[[ Material provided open ]]

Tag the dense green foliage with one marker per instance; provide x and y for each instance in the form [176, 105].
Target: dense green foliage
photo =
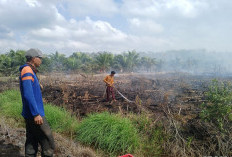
[152, 136]
[113, 133]
[218, 109]
[79, 62]
[59, 119]
[109, 132]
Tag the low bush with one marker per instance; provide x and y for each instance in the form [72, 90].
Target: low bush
[218, 108]
[109, 132]
[59, 119]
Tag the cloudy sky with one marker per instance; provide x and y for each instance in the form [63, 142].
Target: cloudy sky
[68, 26]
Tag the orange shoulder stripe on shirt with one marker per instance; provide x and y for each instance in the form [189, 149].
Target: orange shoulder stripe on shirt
[28, 78]
[25, 70]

[[ Material provided closed ]]

> [Exercise directions]
Copy all the lines from the data above that hold the word "instance".

> [Task answer]
Tag the dense green foliage with one marker per instance; provide x and y for each instance in the form [176, 105].
Tag the low bush with one marker per instance; provide x and y for each instance in the form [72, 90].
Tag the cloudy sky with one marker per instance; provide x and y for each instance in the form [63, 142].
Tag the orange shoulder stripe on shirt with one marker per instance; provide x and y for each instance in the form [189, 149].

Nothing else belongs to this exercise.